▶ PROBLEM 1
Please repeat the part of the post about T.H.U.N.D.E.R Agents #1 that opens with the words containing "As I’ve mentioned" and closes with "with its artists.", copied word for word.
▶ PROBLEM 2
Name every comic book or magazine title mentioned in the post about T.H.U.N.D.E.R Agents #1.
▶ PROBLEM 3
According to the post about T.H.U.N.D.E.R Agents #1, how often did the writer and the older brother go to their local newsstand?

▶ EXTRACT
As I’ve mentioned in previous posts, by 1965, my older brother and I had access to numerous fanzines, so we were knowledgeable about the world of comics, or at least much more so than the casual reader. But at that point in time, we weren’t getting any kind of regular comics news about upcoming books or new publishers, so there was always that “shock of the new” sensation when we walked into our local newsstand, which we did with alarming frequency … twice a week. And one late summer day in 1965, a new publisher greeted us, Tower Comics, with T.H.U.N.D.E.R Agents #1. Cover-dated for November 1965 (before the Batman TV show opened up the superhero floodgates), this comic immediately was a familiar sight to me, at least with its artists.

T.H.U.N.D.E.R Agents #1 included work by Wally Wood and Reed Crandall and I knew who both were, outside of their most famous EC comics connections (that discovery came later for me). Wood had just finished a short but memorable run on Daredevil, along with some other inking jobs at Marvel. And I had seen more work by Wood and some stories by Crandall in Warren’s Creepy and Eerie magazines, although I will admit that Crandall doing superheroes was a bit jarring. His incredible inking style on the Warren mags gave me a feeling of old-time illustration, like the kind you’d find in Sherlock Holmes stories or something similar, even though I’m doubtful that I had even experienced anything like that up to this point (although my grandfather had shelves full of Edgar Rice Burroughs books in their original Grosset & Dunlap hardbound editions, sadly minus the painted dustjackets, but an occasional J. Allen St. John illo might have appeared in those).

▶ EXERCISE DATA
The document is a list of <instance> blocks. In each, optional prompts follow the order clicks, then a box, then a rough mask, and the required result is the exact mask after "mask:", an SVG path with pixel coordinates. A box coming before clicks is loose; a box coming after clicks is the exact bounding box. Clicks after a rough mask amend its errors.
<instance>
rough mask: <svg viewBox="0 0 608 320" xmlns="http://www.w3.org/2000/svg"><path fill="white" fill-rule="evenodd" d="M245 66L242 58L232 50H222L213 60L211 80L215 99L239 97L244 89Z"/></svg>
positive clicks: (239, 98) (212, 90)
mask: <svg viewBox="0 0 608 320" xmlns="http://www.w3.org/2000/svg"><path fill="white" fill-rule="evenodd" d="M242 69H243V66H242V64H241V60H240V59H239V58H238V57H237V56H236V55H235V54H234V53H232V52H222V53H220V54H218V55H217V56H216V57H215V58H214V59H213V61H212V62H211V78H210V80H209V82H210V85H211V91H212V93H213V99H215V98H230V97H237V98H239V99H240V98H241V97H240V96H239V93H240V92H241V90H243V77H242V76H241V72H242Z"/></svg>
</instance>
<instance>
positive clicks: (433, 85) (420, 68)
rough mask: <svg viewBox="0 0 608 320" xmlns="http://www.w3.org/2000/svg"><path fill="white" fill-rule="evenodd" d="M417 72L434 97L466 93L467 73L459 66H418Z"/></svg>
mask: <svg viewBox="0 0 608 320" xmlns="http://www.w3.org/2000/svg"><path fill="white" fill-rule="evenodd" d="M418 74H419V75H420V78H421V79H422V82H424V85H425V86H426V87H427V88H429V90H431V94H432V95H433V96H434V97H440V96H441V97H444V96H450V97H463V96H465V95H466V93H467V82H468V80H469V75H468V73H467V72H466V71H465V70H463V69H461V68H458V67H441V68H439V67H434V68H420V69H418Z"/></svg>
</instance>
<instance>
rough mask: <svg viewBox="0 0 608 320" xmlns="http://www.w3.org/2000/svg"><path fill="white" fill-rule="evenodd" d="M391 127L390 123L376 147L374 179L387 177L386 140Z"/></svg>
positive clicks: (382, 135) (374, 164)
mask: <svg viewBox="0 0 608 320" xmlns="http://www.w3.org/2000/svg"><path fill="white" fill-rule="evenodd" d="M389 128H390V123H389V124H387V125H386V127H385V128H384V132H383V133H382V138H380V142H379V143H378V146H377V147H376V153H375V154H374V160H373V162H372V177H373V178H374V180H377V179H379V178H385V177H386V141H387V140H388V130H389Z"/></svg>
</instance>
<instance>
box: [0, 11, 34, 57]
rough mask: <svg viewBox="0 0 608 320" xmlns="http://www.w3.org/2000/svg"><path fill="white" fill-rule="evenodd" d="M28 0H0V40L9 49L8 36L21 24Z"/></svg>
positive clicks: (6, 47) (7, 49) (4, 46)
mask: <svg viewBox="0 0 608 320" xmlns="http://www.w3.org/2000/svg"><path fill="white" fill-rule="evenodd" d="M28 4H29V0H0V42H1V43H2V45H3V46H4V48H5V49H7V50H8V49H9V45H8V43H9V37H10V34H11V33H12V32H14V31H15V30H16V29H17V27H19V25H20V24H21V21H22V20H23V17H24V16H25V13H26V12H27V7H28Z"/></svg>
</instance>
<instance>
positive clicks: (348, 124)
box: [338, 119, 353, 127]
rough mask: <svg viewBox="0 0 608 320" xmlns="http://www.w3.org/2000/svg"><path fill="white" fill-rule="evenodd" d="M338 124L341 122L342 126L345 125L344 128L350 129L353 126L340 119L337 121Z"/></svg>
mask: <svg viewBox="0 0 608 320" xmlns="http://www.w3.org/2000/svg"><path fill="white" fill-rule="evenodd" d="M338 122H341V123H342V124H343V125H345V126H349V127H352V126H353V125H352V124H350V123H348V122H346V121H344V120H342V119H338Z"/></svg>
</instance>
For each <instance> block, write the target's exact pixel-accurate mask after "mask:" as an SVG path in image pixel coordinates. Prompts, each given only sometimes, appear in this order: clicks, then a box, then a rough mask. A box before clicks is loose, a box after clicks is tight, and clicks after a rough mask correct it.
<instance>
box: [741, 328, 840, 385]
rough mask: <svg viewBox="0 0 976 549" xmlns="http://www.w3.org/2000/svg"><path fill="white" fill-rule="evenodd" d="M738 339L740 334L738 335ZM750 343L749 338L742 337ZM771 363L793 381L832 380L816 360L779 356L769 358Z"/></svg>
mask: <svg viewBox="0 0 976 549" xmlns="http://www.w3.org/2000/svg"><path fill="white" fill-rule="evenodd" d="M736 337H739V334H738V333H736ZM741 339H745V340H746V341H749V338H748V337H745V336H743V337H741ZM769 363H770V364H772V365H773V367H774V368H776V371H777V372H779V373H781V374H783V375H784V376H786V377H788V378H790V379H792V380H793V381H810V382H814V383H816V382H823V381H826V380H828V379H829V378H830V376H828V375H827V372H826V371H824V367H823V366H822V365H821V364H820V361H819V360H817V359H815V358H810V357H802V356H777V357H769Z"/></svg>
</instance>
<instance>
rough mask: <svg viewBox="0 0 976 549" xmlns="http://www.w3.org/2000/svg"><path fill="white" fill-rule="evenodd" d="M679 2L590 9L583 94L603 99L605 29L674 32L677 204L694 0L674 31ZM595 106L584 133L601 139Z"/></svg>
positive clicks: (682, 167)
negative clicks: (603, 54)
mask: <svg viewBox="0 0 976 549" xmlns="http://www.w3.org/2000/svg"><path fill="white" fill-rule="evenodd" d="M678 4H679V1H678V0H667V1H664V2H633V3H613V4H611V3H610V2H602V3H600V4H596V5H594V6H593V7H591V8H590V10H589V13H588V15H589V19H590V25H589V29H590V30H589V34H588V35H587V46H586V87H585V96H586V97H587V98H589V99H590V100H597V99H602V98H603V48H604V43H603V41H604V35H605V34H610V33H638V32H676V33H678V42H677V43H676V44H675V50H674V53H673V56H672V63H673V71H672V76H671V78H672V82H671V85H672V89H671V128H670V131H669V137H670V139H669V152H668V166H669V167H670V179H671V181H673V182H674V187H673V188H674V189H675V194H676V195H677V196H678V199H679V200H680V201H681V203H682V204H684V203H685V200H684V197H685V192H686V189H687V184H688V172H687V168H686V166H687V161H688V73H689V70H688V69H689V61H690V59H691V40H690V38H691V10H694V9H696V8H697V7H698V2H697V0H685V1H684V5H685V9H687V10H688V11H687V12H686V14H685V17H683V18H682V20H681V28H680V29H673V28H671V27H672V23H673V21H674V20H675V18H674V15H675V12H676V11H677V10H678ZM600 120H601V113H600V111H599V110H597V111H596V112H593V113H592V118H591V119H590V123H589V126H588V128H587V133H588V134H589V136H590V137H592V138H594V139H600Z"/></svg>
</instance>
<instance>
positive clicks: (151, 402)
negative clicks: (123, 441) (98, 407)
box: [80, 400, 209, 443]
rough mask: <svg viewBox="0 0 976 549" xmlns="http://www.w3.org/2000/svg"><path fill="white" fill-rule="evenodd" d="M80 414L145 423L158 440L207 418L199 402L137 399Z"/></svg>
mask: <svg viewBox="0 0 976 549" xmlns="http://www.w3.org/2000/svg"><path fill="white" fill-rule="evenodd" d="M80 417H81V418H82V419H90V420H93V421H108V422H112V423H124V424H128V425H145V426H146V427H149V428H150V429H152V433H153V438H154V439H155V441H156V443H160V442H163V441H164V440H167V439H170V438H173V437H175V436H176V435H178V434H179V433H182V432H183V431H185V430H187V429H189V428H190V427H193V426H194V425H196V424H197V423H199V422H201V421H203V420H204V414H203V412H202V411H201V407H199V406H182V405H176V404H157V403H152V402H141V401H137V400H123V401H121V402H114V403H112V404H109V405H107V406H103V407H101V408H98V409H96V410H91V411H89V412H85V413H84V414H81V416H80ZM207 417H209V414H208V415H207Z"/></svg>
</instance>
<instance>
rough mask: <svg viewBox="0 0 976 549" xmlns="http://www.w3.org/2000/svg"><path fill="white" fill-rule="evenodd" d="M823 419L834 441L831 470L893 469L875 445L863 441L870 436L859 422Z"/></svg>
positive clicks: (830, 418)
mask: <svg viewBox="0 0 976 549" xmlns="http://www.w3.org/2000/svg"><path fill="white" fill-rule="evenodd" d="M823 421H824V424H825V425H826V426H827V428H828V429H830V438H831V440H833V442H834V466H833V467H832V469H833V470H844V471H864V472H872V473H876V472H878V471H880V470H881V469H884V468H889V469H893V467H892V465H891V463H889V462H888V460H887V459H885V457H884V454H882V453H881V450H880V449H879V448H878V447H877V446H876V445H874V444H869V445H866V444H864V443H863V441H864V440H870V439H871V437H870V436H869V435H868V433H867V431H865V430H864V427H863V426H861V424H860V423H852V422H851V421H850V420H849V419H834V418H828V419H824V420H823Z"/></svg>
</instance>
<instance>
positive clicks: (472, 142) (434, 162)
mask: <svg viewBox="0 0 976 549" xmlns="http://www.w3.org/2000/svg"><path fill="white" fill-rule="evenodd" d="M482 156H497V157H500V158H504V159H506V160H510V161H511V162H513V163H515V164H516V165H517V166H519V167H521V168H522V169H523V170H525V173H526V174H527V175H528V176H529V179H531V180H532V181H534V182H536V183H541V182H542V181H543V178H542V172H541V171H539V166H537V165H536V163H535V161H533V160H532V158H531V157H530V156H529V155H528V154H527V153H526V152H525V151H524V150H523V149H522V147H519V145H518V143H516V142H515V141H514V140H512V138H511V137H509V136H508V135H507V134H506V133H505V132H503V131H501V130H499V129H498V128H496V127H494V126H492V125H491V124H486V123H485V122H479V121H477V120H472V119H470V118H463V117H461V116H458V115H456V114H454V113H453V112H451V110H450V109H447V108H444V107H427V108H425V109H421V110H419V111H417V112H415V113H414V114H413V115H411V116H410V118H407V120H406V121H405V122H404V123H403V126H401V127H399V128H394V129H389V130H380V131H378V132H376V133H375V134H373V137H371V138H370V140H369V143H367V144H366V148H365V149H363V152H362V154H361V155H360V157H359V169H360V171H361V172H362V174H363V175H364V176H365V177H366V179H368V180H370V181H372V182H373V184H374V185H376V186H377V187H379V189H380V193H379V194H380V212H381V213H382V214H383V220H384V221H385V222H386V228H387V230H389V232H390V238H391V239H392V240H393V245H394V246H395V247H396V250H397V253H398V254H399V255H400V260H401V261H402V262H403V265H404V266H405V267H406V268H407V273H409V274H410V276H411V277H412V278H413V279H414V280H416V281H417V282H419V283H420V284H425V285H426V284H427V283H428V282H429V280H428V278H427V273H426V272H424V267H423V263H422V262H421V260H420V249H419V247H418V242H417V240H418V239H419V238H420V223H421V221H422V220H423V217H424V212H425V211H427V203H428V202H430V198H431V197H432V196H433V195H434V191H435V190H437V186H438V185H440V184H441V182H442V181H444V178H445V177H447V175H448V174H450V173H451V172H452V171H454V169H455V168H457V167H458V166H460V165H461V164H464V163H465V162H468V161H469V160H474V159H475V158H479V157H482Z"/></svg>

▶ YOUR SOLUTION 1
As I’ve mentioned in previous posts, by 1965, my older brother and I had access to numerous fanzines, so we were knowledgeable about the world of comics, or at least much more so than the casual reader. But at that point in time, we weren’t getting any kind of regular comics news about upcoming books or new publishers, so there was always that “shock of the new” sensation when we walked into our local newsstand, which we did with alarming frequency … twice a week. And one late summer day in 1965, a new publisher greeted us, Tower Comics, with T.H.U.N.D.E.R Agents #1. Cover-dated for November 1965 (before the Batman TV show opened up the superhero floodgates), this comic immediately was a familiar sight to me, at least with its artists.

▶ YOUR SOLUTION 2
T.H.U.N.D.E.R Agents, Daredevil, Creepy, Eerie

▶ YOUR SOLUTION 3
Twice a week.